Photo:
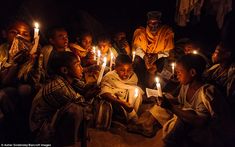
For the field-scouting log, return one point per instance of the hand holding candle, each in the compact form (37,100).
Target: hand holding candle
(98,58)
(133,56)
(159,89)
(94,51)
(101,71)
(36,39)
(136,93)
(173,67)
(36,30)
(111,60)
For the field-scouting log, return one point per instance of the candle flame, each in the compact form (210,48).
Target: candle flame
(36,25)
(195,52)
(157,79)
(111,55)
(105,60)
(99,53)
(136,92)
(94,49)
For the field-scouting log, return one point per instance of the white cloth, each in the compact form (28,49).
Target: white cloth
(124,89)
(206,102)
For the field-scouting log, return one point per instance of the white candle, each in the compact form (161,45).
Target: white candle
(133,56)
(111,60)
(101,71)
(136,93)
(173,67)
(36,29)
(194,52)
(159,89)
(98,58)
(94,51)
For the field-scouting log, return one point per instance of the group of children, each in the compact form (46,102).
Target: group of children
(54,87)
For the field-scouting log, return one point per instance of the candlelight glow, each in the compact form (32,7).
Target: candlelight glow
(36,25)
(104,61)
(136,93)
(173,67)
(98,58)
(133,55)
(195,52)
(157,80)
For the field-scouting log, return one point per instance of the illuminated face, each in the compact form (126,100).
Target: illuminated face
(86,42)
(104,46)
(153,25)
(20,28)
(217,55)
(183,74)
(124,71)
(60,40)
(76,69)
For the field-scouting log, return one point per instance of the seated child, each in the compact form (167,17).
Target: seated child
(120,86)
(56,114)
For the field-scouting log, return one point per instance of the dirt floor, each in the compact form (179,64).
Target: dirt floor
(121,138)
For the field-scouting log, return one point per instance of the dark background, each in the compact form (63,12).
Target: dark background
(101,16)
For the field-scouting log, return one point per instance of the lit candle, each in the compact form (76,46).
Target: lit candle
(94,51)
(173,67)
(159,89)
(111,60)
(36,29)
(194,52)
(133,56)
(136,93)
(101,71)
(98,58)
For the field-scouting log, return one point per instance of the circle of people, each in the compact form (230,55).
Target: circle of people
(63,84)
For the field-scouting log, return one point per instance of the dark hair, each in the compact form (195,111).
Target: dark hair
(193,61)
(122,59)
(61,59)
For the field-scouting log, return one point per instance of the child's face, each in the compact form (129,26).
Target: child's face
(86,42)
(184,76)
(20,28)
(104,46)
(124,71)
(60,39)
(76,69)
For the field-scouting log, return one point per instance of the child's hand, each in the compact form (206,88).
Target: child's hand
(127,107)
(165,103)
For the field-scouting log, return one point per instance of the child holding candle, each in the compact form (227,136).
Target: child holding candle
(198,104)
(120,88)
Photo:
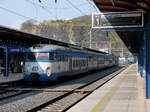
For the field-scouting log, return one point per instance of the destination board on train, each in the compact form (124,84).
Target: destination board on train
(117,20)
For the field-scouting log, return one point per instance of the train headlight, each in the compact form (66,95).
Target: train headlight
(48,71)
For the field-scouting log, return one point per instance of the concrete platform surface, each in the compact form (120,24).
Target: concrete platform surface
(11,77)
(124,93)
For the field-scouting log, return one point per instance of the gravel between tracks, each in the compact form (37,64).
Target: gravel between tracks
(27,101)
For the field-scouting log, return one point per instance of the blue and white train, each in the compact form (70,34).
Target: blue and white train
(49,62)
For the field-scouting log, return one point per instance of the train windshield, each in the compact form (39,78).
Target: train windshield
(38,56)
(42,56)
(31,56)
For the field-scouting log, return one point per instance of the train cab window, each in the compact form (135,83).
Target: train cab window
(31,56)
(51,56)
(42,56)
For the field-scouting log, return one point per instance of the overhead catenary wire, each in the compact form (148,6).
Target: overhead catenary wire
(41,7)
(15,13)
(93,5)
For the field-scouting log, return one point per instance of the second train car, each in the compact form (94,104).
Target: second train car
(49,62)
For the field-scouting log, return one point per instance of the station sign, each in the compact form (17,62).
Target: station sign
(16,49)
(118,20)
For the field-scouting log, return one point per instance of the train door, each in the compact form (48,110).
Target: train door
(86,63)
(15,60)
(1,61)
(70,64)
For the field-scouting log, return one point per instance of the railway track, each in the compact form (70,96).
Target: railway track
(56,94)
(72,96)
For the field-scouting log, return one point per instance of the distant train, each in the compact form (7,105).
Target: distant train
(49,62)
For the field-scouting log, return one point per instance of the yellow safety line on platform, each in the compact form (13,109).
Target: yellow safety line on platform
(108,94)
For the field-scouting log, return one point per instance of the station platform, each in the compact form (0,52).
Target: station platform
(11,78)
(124,93)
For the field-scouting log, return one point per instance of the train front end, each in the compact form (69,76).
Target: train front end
(38,66)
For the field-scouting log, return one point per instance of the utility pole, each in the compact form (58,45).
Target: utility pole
(90,37)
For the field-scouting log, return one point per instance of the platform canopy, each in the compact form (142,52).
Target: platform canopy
(132,39)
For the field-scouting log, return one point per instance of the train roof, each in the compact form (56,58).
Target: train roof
(73,48)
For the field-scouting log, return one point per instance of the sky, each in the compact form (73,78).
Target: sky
(14,12)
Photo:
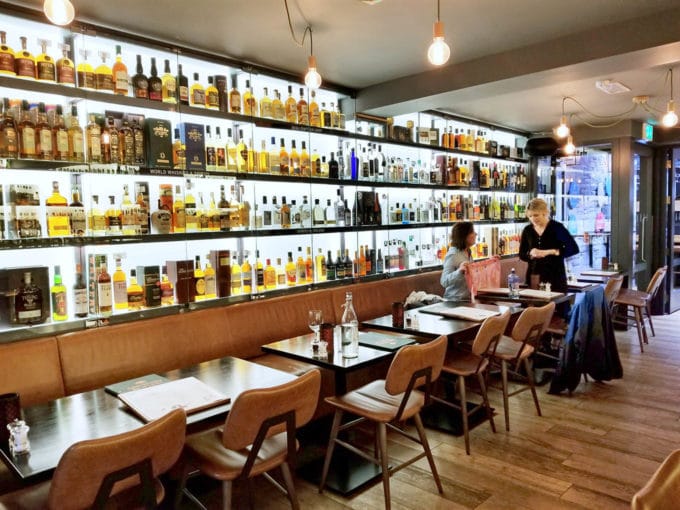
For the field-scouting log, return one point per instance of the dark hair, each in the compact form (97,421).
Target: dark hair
(459,234)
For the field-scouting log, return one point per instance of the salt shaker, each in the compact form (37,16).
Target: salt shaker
(18,437)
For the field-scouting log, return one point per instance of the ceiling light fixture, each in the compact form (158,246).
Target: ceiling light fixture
(562,130)
(439,52)
(670,119)
(59,12)
(312,78)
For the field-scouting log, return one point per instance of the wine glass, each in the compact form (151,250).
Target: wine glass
(315,319)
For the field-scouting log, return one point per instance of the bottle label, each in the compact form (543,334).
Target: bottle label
(46,71)
(25,67)
(7,63)
(66,75)
(121,81)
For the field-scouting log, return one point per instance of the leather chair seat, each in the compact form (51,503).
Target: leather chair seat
(508,349)
(374,403)
(463,363)
(208,454)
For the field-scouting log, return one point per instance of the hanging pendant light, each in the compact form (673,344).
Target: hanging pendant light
(670,119)
(312,78)
(59,12)
(439,52)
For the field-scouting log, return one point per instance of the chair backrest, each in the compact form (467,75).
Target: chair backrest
(489,333)
(611,290)
(86,465)
(411,359)
(663,488)
(252,408)
(532,323)
(656,281)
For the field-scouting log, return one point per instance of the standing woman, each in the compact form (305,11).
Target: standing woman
(545,244)
(463,237)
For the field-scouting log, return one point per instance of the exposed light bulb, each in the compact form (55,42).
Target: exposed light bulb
(312,78)
(59,12)
(562,130)
(670,119)
(439,52)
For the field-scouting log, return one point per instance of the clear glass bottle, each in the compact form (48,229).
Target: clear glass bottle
(349,329)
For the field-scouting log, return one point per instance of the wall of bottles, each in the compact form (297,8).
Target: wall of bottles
(141,156)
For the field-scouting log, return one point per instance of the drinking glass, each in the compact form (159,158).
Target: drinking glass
(314,321)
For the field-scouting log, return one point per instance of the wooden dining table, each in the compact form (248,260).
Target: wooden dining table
(56,425)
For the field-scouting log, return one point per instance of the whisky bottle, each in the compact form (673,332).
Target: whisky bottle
(291,107)
(135,293)
(212,95)
(294,160)
(190,212)
(28,302)
(302,109)
(94,141)
(43,135)
(197,93)
(79,294)
(182,86)
(266,107)
(85,72)
(210,280)
(284,159)
(291,272)
(58,297)
(259,272)
(26,132)
(236,287)
(249,101)
(120,74)
(44,64)
(305,169)
(270,281)
(140,83)
(77,217)
(120,301)
(7,65)
(24,63)
(9,139)
(314,112)
(234,97)
(114,221)
(104,291)
(155,84)
(278,110)
(66,71)
(168,84)
(76,146)
(199,280)
(178,212)
(103,75)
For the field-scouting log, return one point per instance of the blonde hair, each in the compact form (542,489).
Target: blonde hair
(537,205)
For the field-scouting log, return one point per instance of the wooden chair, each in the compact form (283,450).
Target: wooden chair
(258,436)
(640,303)
(663,488)
(516,349)
(390,400)
(462,364)
(119,471)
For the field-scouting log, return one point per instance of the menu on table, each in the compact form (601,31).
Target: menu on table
(189,394)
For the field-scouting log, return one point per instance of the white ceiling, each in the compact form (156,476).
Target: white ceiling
(512,60)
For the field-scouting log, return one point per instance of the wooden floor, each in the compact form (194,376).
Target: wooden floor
(594,449)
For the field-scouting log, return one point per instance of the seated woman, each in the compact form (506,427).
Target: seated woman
(463,237)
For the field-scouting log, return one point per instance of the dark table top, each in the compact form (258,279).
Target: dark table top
(56,425)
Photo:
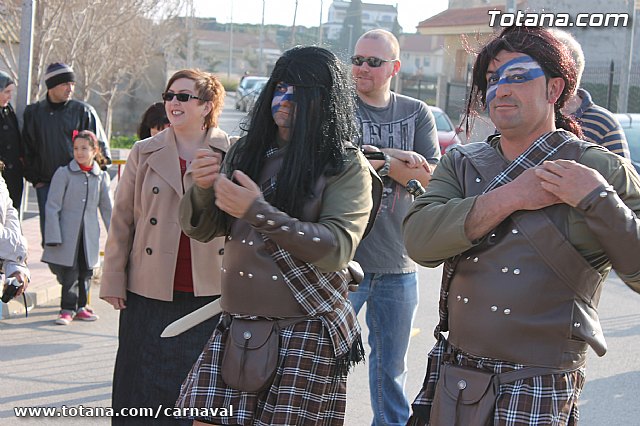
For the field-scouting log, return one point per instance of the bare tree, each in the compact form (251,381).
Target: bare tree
(109,43)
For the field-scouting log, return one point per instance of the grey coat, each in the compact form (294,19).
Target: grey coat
(73,203)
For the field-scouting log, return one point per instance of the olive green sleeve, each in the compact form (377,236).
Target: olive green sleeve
(433,229)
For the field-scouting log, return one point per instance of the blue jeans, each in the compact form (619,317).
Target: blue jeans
(391,300)
(42,194)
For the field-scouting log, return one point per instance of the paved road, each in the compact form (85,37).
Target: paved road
(42,364)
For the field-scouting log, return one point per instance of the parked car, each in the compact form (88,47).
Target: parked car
(447,132)
(246,86)
(248,100)
(631,125)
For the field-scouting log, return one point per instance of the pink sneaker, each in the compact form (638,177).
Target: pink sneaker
(85,314)
(64,318)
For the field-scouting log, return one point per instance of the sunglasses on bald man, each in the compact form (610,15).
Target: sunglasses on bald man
(372,61)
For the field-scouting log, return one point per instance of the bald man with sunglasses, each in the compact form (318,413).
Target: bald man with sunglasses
(404,130)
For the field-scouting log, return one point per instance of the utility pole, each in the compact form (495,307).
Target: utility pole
(26,57)
(24,70)
(260,62)
(293,29)
(320,26)
(230,42)
(190,18)
(625,76)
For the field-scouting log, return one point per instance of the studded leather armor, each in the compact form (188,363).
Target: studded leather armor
(509,299)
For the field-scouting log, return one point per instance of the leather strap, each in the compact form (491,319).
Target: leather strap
(526,373)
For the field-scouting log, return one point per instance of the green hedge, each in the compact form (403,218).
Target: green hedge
(123,141)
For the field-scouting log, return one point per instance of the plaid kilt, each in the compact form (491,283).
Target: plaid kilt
(542,400)
(305,390)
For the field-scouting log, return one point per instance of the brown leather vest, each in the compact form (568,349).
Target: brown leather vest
(252,283)
(524,294)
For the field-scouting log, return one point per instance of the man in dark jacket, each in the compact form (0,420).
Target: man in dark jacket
(49,128)
(10,147)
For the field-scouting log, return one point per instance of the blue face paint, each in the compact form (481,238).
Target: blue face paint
(518,70)
(283,92)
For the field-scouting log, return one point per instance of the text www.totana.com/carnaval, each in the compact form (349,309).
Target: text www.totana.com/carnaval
(82,411)
(528,19)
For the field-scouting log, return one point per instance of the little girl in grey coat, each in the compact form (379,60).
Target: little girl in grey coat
(72,231)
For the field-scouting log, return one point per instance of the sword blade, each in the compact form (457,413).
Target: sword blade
(189,321)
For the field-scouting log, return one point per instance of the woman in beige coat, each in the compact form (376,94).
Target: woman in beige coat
(152,272)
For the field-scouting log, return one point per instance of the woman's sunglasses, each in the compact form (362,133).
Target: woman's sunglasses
(372,61)
(182,97)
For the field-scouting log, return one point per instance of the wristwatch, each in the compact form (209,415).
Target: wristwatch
(384,170)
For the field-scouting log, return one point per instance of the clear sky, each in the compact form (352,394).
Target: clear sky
(410,12)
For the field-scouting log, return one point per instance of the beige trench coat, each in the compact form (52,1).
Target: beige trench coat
(142,244)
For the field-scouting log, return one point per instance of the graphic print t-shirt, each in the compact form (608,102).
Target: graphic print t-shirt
(405,124)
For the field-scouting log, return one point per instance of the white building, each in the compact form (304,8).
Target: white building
(373,16)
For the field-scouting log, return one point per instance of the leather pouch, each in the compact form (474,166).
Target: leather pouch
(250,355)
(464,397)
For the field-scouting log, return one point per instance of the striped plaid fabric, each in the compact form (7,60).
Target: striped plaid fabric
(542,400)
(304,391)
(320,295)
(541,149)
(544,147)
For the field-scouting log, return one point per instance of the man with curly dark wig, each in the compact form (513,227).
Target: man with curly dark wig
(528,226)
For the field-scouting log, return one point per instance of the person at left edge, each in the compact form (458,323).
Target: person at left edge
(10,146)
(153,273)
(48,129)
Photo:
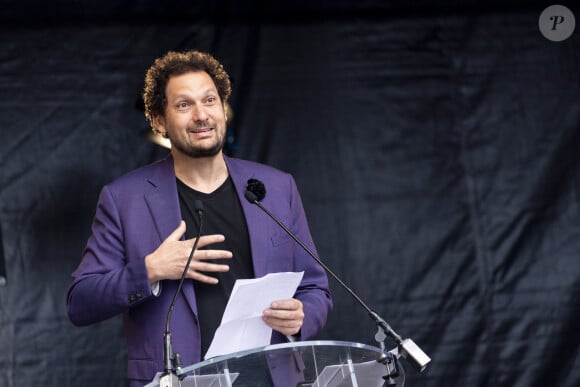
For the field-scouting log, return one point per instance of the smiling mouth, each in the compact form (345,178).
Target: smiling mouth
(201,130)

- What you will do
Copy the data word for word, from the line containing "compact form (513,227)." through the end of the data, without the pictures.

- Worked solution
For the field-scouting log, return one point per instance of the man with curly dark wig, each in the compact form (513,227).
Target: man with curly dark wig
(528,226)
For the field-scouting log, return one point per instance of the person at left edge, each in the compact form (458,323).
Target: person at left edge
(10,146)
(153,273)
(48,129)
Photo:
For the field-scouting log, return one point per instance of the smiling mouth, each in the compact form (345,178).
Target: smiling mouth
(201,130)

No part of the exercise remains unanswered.